Task brief:
Convert the lines of the entries below into a JSON list of strings, with one string per line and no blank lines. Leave the pictures out of the list.

Provided information:
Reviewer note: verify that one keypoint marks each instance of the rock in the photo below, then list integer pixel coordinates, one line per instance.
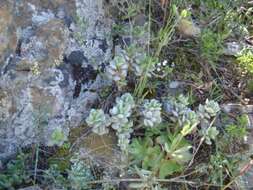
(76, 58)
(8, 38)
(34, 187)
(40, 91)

Right answer:
[
  "Reviewer note: verify that one keypoint marks each instance of the rock in the photo below, then list integer pixel coordinates, one line per instance.",
  "(76, 58)",
  "(8, 38)",
  "(34, 187)",
  "(40, 91)"
]